PASSAGE —
-*-*-
My Dad, who is 87, likes to watch the Berlin Phil podcasts that he subscribes to while he works out on his elliptical machine.
The cinematography for both the live streaming and the library of podcasts is really stunning. The most subtle expressions on the faces of the players have now been immortalized for millions of people to enjoy.
The players of course are aware of this, so whatever it is they might previously have done during the counting of rests (I’ve seen orchestral players read magazines, make new reeds, knit, nap…) they now stay involved with the music because they need to be part of the cohesive visual picture. (Though I doubt that players of the calibre of the Berlin Phil ever read novels on the gig) Every moment is interesting because the players appear to be fully engaged.
So – just a heads up – the presentation bar has been raised for both instrumentalists and singers.
-*-*-
GOAL — Please set down the Berlin Phil passage word for word, from "The players of" up to and including "be fully engaged.".

DATA SHOWN —
-*-*-
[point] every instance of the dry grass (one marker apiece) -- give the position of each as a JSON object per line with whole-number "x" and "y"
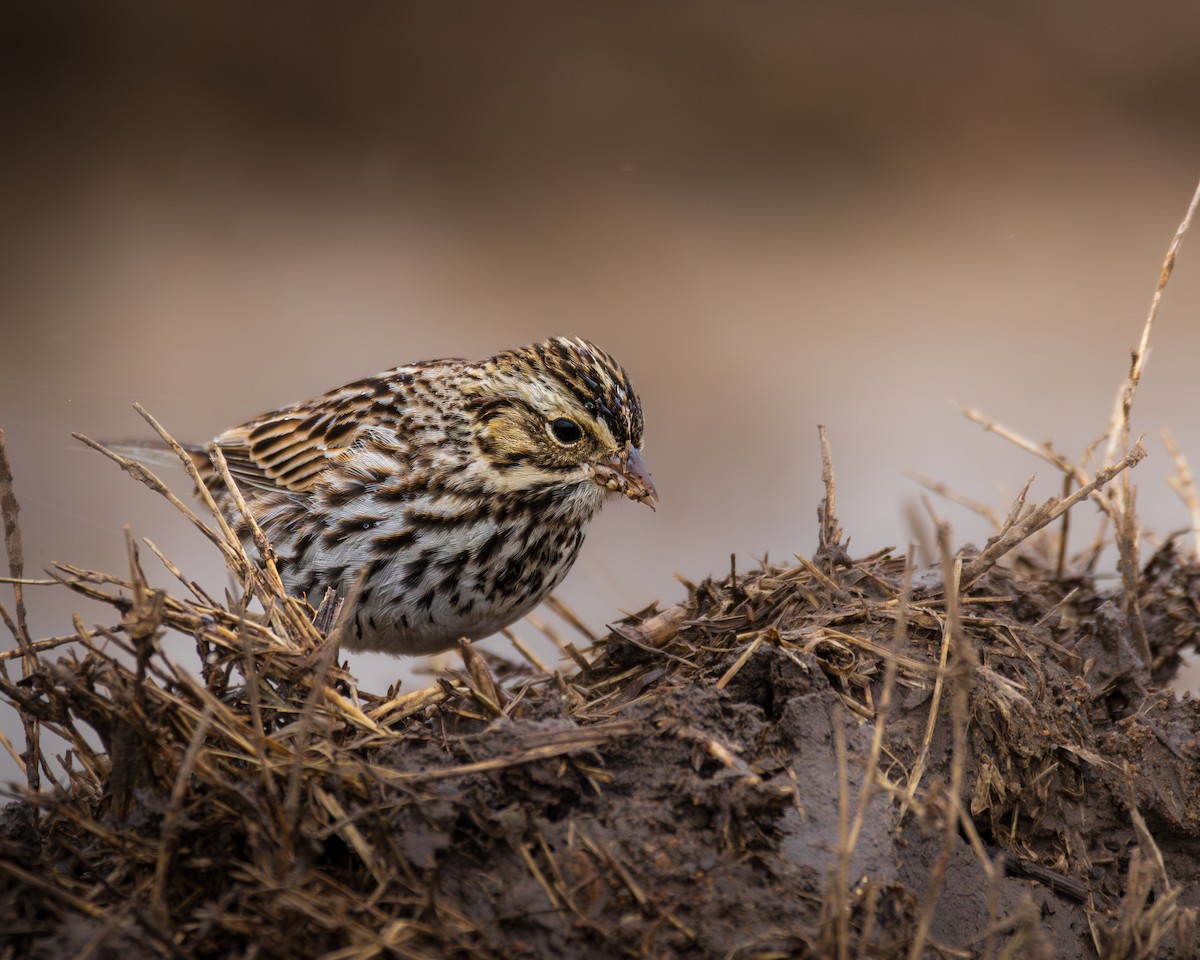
{"x": 255, "y": 802}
-*-*-
RESPONSE —
The players of course are aware of this, so whatever it is they might previously have done during the counting of rests (I’ve seen orchestral players read magazines, make new reeds, knit, nap…) they now stay involved with the music because they need to be part of the cohesive visual picture. (Though I doubt that players of the calibre of the Berlin Phil ever read novels on the gig) Every moment is interesting because the players appear to be fully engaged.